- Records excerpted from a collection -
>>>>>

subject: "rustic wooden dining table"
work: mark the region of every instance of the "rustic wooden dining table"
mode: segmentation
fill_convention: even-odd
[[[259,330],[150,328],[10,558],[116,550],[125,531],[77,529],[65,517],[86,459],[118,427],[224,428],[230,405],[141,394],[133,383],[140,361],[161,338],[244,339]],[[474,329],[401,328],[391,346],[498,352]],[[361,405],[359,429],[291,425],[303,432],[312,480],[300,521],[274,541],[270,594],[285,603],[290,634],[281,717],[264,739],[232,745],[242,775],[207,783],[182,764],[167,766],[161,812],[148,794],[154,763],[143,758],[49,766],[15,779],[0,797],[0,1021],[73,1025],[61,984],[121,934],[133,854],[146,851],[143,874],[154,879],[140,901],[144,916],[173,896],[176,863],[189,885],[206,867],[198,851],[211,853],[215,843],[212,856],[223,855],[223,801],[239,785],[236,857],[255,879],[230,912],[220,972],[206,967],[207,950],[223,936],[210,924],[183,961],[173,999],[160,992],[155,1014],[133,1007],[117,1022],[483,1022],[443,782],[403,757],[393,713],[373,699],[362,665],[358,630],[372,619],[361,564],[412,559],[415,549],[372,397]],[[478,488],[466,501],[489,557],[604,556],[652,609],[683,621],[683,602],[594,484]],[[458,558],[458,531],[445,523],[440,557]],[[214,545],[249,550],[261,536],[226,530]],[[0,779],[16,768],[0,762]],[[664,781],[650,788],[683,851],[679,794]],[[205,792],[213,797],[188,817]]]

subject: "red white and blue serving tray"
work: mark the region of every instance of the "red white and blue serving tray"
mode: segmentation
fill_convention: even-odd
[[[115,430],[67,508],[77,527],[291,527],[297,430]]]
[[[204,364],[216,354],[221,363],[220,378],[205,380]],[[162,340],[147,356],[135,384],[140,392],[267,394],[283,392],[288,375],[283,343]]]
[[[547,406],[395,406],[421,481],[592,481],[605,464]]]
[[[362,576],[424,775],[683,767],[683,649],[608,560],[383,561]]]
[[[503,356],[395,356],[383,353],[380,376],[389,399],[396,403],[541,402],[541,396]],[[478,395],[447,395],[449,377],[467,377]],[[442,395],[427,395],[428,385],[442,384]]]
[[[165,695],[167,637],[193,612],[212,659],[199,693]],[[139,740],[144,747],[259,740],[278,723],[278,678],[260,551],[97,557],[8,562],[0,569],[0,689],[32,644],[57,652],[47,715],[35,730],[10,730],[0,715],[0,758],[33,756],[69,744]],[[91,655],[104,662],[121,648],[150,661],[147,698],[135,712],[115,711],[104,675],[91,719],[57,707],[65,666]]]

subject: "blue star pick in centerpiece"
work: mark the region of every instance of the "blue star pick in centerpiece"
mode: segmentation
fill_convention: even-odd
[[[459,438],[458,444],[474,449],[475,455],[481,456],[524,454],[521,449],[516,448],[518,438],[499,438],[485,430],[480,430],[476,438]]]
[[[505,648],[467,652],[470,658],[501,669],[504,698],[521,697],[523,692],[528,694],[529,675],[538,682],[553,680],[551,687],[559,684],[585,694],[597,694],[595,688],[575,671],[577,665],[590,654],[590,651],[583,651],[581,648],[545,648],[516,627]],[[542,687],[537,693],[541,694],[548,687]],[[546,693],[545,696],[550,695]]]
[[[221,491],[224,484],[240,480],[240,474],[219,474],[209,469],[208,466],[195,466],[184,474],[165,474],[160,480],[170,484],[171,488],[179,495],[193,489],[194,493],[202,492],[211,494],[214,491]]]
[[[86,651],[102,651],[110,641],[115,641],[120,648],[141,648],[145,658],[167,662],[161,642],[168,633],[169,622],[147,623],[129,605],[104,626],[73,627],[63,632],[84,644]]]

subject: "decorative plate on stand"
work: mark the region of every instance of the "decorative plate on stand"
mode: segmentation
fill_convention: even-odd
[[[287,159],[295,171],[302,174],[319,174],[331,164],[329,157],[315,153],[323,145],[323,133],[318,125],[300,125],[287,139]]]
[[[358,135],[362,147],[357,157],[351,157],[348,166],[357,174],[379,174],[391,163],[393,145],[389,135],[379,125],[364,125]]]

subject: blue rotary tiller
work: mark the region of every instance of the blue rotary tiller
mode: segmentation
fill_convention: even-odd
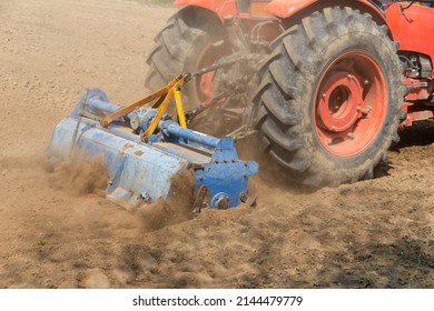
[[[215,138],[186,128],[179,90],[188,76],[121,108],[100,90],[88,90],[55,129],[52,160],[101,154],[107,165],[107,198],[129,208],[170,197],[171,178],[190,170],[196,199],[211,208],[234,208],[248,200],[247,184],[258,165],[240,161],[231,138]],[[178,120],[166,108],[175,98]]]

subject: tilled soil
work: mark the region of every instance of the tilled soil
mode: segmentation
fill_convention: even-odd
[[[128,212],[59,187],[42,165],[53,127],[86,88],[119,104],[144,96],[145,56],[174,12],[0,2],[0,288],[433,288],[432,122],[402,133],[377,179],[308,191],[263,161],[255,208],[158,225],[158,207]]]

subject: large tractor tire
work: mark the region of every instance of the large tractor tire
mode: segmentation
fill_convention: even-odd
[[[265,151],[304,184],[372,178],[403,100],[387,27],[351,8],[325,8],[289,27],[272,50],[253,98]]]
[[[155,38],[156,44],[147,59],[146,88],[157,90],[179,73],[214,64],[230,52],[224,38],[224,28],[216,16],[204,10],[179,11]],[[183,90],[186,108],[195,108],[211,96],[213,78],[214,72],[206,73]]]

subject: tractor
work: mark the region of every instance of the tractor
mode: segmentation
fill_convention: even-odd
[[[191,126],[257,132],[302,184],[373,178],[398,130],[434,117],[434,1],[175,4],[148,56],[146,87],[198,72],[183,89]]]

<<<<<

- PROBLEM DETAILS -
Copy out the listing exactly as it stands, but not the pictures.

- OUTPUT BELOW -
subject: "rustic wooden dining table"
work: mark the region of every instance of the "rustic wooden dining table"
mode: segmentation
fill_convention: even-odd
[[[259,330],[150,328],[10,558],[116,550],[125,531],[77,529],[65,517],[86,459],[118,427],[224,428],[230,405],[141,394],[133,383],[140,361],[161,338],[244,339]],[[474,329],[401,328],[391,346],[498,352]],[[361,405],[359,429],[291,425],[303,432],[312,480],[300,521],[274,541],[270,594],[285,603],[290,634],[281,717],[264,739],[232,745],[242,775],[207,783],[182,764],[167,766],[161,812],[148,794],[154,763],[143,758],[49,766],[15,779],[0,797],[0,1021],[73,1025],[61,984],[121,934],[133,854],[146,851],[143,874],[154,879],[140,901],[144,916],[173,896],[176,863],[189,885],[206,867],[198,851],[211,853],[215,843],[212,856],[223,855],[223,801],[239,785],[236,857],[255,879],[230,912],[220,972],[206,967],[207,950],[223,936],[210,924],[183,961],[173,999],[160,992],[155,1014],[133,1007],[117,1022],[483,1022],[443,782],[403,757],[393,713],[373,699],[362,665],[358,630],[372,619],[361,564],[412,559],[415,549],[372,397]],[[478,488],[466,501],[489,557],[604,556],[652,609],[683,621],[683,602],[594,484]],[[458,558],[458,531],[445,523],[440,557]],[[214,545],[249,550],[261,536],[226,530]],[[0,779],[16,768],[0,762]],[[664,781],[650,788],[683,851],[679,794]],[[205,792],[213,797],[188,817]]]

subject: "red white and blue serving tray"
work: mark the region of every instance of the "red white and blue serving tray"
mode: segmentation
fill_convention: even-odd
[[[115,430],[67,508],[77,527],[291,527],[297,430]]]
[[[204,364],[216,354],[221,363],[220,378],[205,380]],[[162,340],[147,356],[135,384],[140,392],[267,394],[283,392],[288,375],[283,343]]]
[[[547,406],[395,406],[421,481],[592,481],[605,464]]]
[[[362,576],[424,775],[683,767],[683,649],[608,560],[383,561]]]
[[[503,356],[395,356],[383,353],[380,376],[389,399],[396,403],[541,402],[541,396]],[[478,395],[447,395],[449,377],[467,377]],[[442,395],[427,395],[428,385],[442,384]]]
[[[165,695],[167,637],[193,612],[212,659],[199,693]],[[139,740],[144,747],[259,740],[278,723],[278,678],[260,551],[97,557],[8,562],[0,569],[0,689],[32,644],[57,652],[47,715],[35,730],[10,730],[0,715],[0,758],[33,756],[69,744]],[[91,655],[104,662],[121,648],[150,661],[147,698],[135,712],[115,711],[104,675],[91,719],[57,707],[65,666]]]

subject: "blue star pick in centerpiece"
work: mark the region of every instance of the "blue star pick in centerpiece"
mode: segmentation
fill_convention: even-odd
[[[459,438],[458,444],[474,449],[475,455],[481,456],[524,454],[521,449],[516,448],[518,438],[499,438],[485,430],[480,430],[476,438]]]
[[[505,648],[467,652],[470,658],[501,669],[504,698],[521,697],[523,692],[528,694],[529,675],[538,682],[553,680],[551,687],[559,684],[585,694],[597,694],[595,688],[575,671],[577,665],[590,654],[590,651],[583,651],[581,648],[545,648],[516,627]],[[542,687],[537,693],[541,694],[548,687]],[[546,693],[545,696],[550,695]]]
[[[221,491],[224,484],[240,480],[240,474],[219,474],[209,469],[208,466],[195,466],[184,474],[165,474],[160,480],[170,484],[171,488],[179,495],[193,489],[194,493],[202,492],[211,494],[214,491]]]
[[[86,651],[102,651],[110,641],[115,641],[120,648],[141,648],[145,658],[167,662],[161,642],[168,633],[169,622],[147,623],[129,605],[104,626],[73,627],[63,632],[84,644]]]

subject: "decorative plate on stand"
work: mark the region of every instance of the "decorative plate on stand"
mode: segmentation
fill_convention: even-odd
[[[287,159],[295,171],[302,174],[319,174],[331,164],[329,157],[315,153],[323,145],[323,133],[318,125],[300,125],[287,139]]]
[[[358,135],[362,147],[357,157],[351,157],[348,166],[357,174],[379,174],[391,163],[393,145],[389,135],[379,125],[364,125]]]

subject: blue rotary tiller
work: mark the region of every instance of the blue rotary tiller
mode: segmentation
fill_convention: even-odd
[[[215,138],[186,128],[179,90],[188,76],[121,108],[100,90],[88,90],[55,129],[52,160],[101,154],[107,165],[107,198],[129,208],[170,197],[171,178],[190,170],[196,199],[211,208],[234,208],[248,200],[247,184],[258,165],[240,161],[231,138]],[[178,120],[166,108],[175,98]]]

subject: tilled soil
work: mark the region of every instance of the tilled soil
mode: segmentation
fill_convention: even-odd
[[[128,212],[59,187],[42,165],[53,127],[86,88],[119,104],[144,96],[145,56],[174,12],[0,2],[0,288],[433,288],[432,122],[402,133],[377,179],[308,191],[263,161],[255,208],[158,225],[158,207]]]

subject: large tractor tire
work: mark the region of every instance of the large tractor tire
mode: segmentation
fill_convention: even-odd
[[[265,151],[304,184],[372,178],[403,100],[387,27],[351,8],[325,8],[289,27],[272,50],[253,98]]]
[[[155,38],[156,44],[147,59],[146,88],[157,90],[179,73],[214,64],[230,52],[224,38],[224,28],[216,16],[204,10],[179,11]],[[183,90],[186,108],[195,108],[211,96],[213,78],[214,72],[206,73]]]

subject: tractor
work: mark the region of every instance of the tractor
mode: segmentation
fill_convention: even-odd
[[[191,126],[257,132],[302,184],[373,178],[398,130],[434,117],[434,1],[175,4],[148,56],[146,87],[198,72],[183,89]]]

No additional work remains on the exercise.